SUPPLIED PASSAGE:
· · · · · · ·
In Ottawa, Foreign Minister Joly said that India has formally conveyed its plan to “unilaterally remove diplomatic immunities for all but 21 Canadian diplomats and dependents in Delhi by tomorrow, October 20.” The Canadian Embassy in New Delhi updated its travel advisory hours after Joly’s statement, urging its citizens to “exercise a high degree of caution” in and around Bengaluru, Chandigarh and Mumbai.
Joly said that in their “unreasonable” request for diplomatic parity, India would only allow 21 diplomats and their families to maintain their diplomatic status, putting the others at risk of having their protections stripped arbitrarily, leaving them vulnerable to reprisal or arrest.
“This means 41 Canadian diplomats and their 42 dependents were in danger of having immunity stripped on an arbitrary date, and this would put their personal safety at risk,” she said at a news conference in Ottawa.
Calling India’s action “contrary to international law,” and in violation of the Vienna Convention on Diplomatic Relations, Joly accused India of escalating the bilateral tensions, but Canada will not be reciprocating. “There is a fundamental principle of diplomacy, and this is a two-way street. It only works if every country abides by the rules,” she said.
“A unilateral revocation of diplomatic privileges and immunities is contrary to international law,” Joly said.
“Threatening to do so is unreasonable and escalatory. So for this reason, we will not reciprocate,” she added. “Unfortunately, we have to put a pause on all in-person services in our consulates and Chandigarh and Mumbai and Bangalore,” she said.
Immigration, Refugees and Citizenship Minister Miller, who announced the shrinking of Canada’s footprint in India to one-third of what it was, said it will impact the level of service delivery Canada will be able to provide in the country.
He said the remaining Canadian staff will continue to focus on the work that can’t be moved out of the country, such as urgent cases, visa printing, and working with visa application centres. However, Canada’s 10 visa application centres are operated by third-party contractors and will not be impacted.
The Canadian Embassy in New Delhi in its travel advisory said that,” exercise a high degree of caution in and around Bengaluru, Chandigarh and Mumbai. Consular services in-person are temporarily unavailable in those cities or surrounding areas.”
If anyone needed consular services, they should contact the High Commission of Canada in India, located in New Delhi, the advisory read. Commercial programming for businesses will continue, but at reduced capacity, and Canada continues to employ locally engaged staff.
Miller noted that in 2022, India was the top country for permanent residents, temporary foreign workers, and international students in Canada, and so the federal government recognises the impacts that will be felt. “I want to reassure our clients in India and Canadians who have family and friends in India that Canada will continue to accept and process all temporary and permanent resident applications from India,” he said, adding that it may just take longer.
· · · · · · ·
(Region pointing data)
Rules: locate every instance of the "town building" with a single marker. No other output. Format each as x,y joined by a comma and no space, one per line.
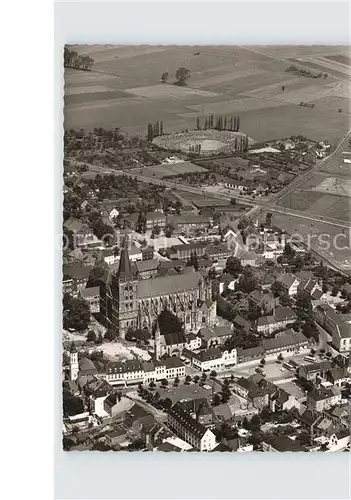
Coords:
217,335
131,372
289,283
213,358
323,398
127,302
79,233
334,324
282,317
190,430
92,296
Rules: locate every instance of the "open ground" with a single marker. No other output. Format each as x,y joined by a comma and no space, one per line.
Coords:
124,89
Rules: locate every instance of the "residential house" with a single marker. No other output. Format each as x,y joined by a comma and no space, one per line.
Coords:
282,400
314,370
117,437
212,359
281,444
289,283
286,343
147,268
190,430
263,300
92,296
186,250
282,317
226,282
154,219
74,277
323,398
242,324
215,336
79,233
334,324
255,389
185,222
148,252
338,376
132,372
117,406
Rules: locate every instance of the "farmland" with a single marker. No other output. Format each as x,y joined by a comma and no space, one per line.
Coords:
162,171
124,89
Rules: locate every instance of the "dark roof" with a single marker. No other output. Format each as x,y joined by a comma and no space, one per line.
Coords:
75,270
192,426
171,363
189,246
90,292
208,354
286,279
283,443
146,265
130,365
167,447
166,285
284,314
222,447
125,268
286,339
175,338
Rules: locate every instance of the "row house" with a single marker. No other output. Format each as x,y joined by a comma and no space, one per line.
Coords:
133,372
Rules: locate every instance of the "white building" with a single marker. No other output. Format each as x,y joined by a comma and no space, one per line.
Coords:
190,430
212,359
133,372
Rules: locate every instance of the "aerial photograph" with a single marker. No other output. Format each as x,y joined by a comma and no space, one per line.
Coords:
206,248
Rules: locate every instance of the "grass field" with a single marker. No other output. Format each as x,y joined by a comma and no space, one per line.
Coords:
331,242
161,171
124,89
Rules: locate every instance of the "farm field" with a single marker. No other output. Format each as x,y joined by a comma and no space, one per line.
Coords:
332,242
161,171
124,90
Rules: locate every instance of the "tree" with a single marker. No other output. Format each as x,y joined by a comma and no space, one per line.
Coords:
76,313
216,400
233,266
91,337
164,77
169,323
72,405
182,76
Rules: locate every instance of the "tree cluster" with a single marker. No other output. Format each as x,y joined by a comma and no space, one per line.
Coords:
76,313
72,60
154,130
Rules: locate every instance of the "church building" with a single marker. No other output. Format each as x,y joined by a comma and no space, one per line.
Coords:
129,302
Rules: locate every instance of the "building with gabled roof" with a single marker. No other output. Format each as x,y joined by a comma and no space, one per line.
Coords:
127,302
190,430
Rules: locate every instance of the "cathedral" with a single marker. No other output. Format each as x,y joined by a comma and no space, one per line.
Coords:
132,303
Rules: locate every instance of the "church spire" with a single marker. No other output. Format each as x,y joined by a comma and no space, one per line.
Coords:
125,268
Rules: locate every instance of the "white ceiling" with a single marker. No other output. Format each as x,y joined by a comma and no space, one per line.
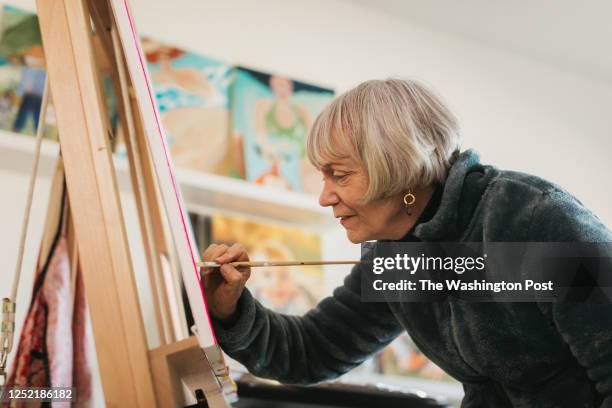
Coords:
571,34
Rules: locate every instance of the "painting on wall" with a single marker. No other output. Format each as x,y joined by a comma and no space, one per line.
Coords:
22,74
192,96
271,117
289,290
403,357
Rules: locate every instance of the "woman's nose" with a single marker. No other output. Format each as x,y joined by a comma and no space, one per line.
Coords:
328,196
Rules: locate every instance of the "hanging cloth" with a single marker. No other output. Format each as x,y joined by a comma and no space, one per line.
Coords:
55,346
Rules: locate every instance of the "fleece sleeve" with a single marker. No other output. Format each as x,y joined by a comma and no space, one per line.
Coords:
337,335
585,327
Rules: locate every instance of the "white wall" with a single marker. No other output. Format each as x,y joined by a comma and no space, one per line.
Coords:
519,114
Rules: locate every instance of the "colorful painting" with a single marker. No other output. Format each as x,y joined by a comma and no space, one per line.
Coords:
271,116
192,97
290,290
22,74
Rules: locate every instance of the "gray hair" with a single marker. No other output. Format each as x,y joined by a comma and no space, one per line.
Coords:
400,130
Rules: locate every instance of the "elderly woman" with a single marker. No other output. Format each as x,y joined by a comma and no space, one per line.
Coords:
389,154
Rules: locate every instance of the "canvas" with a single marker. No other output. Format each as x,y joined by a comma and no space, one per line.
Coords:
192,96
290,290
22,74
271,117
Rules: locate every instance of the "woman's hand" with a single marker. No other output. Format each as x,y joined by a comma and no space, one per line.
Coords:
224,286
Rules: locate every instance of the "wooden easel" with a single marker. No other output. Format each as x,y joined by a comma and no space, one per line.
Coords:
125,361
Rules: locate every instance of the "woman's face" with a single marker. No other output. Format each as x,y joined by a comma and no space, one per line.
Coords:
344,185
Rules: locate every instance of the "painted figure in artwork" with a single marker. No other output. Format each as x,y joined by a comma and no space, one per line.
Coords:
281,125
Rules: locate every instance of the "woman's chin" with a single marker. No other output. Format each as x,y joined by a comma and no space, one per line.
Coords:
355,237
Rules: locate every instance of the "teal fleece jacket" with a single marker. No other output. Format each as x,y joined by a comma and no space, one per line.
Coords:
505,354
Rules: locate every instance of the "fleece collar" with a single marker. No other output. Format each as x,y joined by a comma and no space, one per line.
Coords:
445,225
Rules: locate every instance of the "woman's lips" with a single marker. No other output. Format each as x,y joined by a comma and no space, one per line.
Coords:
345,219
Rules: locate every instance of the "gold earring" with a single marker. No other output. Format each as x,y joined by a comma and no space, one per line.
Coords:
409,200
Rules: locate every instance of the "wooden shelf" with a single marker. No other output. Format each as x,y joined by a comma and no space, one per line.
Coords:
199,190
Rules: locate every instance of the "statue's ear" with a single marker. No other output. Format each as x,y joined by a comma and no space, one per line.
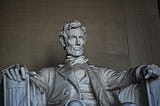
· · · · · · ·
Reproduce the news excerpt on Canada's diplomats in India word for word, from "Joly said that in their" to "reprisal or arrest.". You won't need the records.

OUTPUT:
Joly said that in their “unreasonable” request for diplomatic parity, India would only allow 21 diplomats and their families to maintain their diplomatic status, putting the others at risk of having their protections stripped arbitrarily, leaving them vulnerable to reprisal or arrest.